» TASK TO COMPLETE
The whole listing is to be restated, character for character.

DATA EXCERPTS Block Start

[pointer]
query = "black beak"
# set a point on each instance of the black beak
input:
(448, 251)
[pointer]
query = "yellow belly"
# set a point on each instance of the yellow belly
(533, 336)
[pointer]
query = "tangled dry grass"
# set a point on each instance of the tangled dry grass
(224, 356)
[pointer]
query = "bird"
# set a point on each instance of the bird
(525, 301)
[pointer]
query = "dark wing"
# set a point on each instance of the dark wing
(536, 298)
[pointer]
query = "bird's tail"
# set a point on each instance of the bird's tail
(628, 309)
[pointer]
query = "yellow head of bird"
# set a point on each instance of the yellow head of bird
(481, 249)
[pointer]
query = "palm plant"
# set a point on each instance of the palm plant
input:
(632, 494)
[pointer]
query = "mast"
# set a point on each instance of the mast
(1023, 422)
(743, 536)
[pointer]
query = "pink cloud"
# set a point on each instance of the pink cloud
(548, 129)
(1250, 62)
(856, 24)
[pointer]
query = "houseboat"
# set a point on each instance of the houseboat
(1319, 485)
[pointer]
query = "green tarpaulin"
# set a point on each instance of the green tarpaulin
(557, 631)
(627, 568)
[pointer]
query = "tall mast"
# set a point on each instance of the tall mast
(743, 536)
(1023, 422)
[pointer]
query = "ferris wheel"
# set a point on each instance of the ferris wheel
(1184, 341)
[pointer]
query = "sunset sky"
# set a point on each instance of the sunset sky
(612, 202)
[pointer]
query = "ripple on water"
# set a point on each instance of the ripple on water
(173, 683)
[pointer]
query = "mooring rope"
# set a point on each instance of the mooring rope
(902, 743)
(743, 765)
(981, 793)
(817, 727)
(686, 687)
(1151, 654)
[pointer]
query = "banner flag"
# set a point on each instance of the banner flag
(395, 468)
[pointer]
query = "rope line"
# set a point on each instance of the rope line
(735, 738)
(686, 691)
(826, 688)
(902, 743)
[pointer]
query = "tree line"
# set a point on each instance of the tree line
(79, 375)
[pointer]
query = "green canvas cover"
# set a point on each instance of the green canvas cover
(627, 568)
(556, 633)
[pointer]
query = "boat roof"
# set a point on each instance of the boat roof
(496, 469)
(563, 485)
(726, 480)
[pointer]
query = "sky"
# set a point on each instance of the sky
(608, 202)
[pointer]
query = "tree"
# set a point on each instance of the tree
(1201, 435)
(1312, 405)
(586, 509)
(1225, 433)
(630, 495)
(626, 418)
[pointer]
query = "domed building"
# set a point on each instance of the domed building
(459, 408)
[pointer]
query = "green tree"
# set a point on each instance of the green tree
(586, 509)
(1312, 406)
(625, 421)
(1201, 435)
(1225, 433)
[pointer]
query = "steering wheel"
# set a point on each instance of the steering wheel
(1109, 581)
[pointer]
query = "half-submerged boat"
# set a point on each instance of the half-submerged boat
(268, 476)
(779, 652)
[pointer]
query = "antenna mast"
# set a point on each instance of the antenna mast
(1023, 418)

DATA EXCERPTS Block End

» RESULT
[pointer]
query = "black beak"
# set a point on each instance of the black beak
input:
(448, 251)
[pointer]
query = "yellow belly"
# set a point on each instance of the yellow belly
(533, 336)
[pointer]
query = "tangled dry grass"
# set a point on each instance of the tangled dry grass
(224, 356)
[pointer]
query = "bird"
# set a point on each instance of the bird
(525, 301)
[pointer]
query = "dark wing"
# set a point on each instance of the dark wing
(536, 298)
[pointer]
query = "bird's tail"
# set a point on each instance of the bird's tail
(628, 309)
[pointer]
query = "yellow head of bird"
# set a point on each instance of the yellow head of bird
(481, 249)
[pointer]
query = "palm plant"
# set a point on each instance of the palm plant
input:
(632, 494)
[pointer]
query = "mast"
# set a point on each instance of the mast
(1023, 422)
(743, 536)
[pointer]
query = "pink cloud"
# set a point on each instance of the pink cloud
(548, 129)
(1250, 62)
(856, 24)
[pointer]
query = "houseboat"
# set a point on each instance of the houseboat
(1319, 485)
[pointer]
query = "green tarpaulin"
# set a point on each instance of the green tarpaulin
(557, 631)
(627, 568)
[pointer]
query = "tall mast"
# set a point on each instance of the tall mast
(743, 536)
(1023, 422)
[pointer]
query = "ferris wheel"
# set a point on each instance of the ferris wheel
(1184, 341)
[pointer]
query = "sunset sky"
# set a point on each instance of the sunset sky
(612, 202)
[pointer]
query = "ripple on water"
# set a point on each instance of the ripple on water
(173, 683)
[pointer]
query = "mooring rope"
# set a point on each instance of the mooring rope
(902, 743)
(743, 765)
(981, 793)
(817, 727)
(686, 687)
(1151, 654)
[pointer]
query = "banner flag"
# set a point on each instance of the banner flag
(395, 468)
[pointer]
query = "rope line"
# set a point on each instance of the rope line
(735, 738)
(686, 691)
(826, 688)
(902, 743)
[pointer]
query = "tree line"
# set a point on each instance of the tree line
(79, 375)
[pointer]
query = "green canvas cover"
# set a point on each instance of the green canvas cover
(627, 568)
(556, 633)
[pointer]
query = "boat roof"
# set a point on each instance of the boat roof
(496, 469)
(563, 485)
(726, 480)
[pointer]
query = "sky"
# set a point on each instance of the sky
(608, 202)
[pointer]
query = "tree"
# set a point on each instance of the tree
(1201, 435)
(1312, 405)
(586, 509)
(1225, 433)
(630, 495)
(626, 418)
[pointer]
query = "domed building"
# set a point on each instance of the domed building
(459, 408)
[pointer]
query = "green tree"
# set a point on each instance of the green tree
(586, 509)
(1312, 406)
(625, 421)
(1201, 435)
(1225, 433)
[pointer]
query = "steering wheel"
# set a point on each instance of the steering wheel
(1109, 581)
[pointer]
query = "half-submerged boat"
# set a point on each instance of the half-submerged boat
(268, 476)
(779, 652)
[pointer]
query = "antenna mast"
# set a point on each instance of the antenna mast
(1023, 418)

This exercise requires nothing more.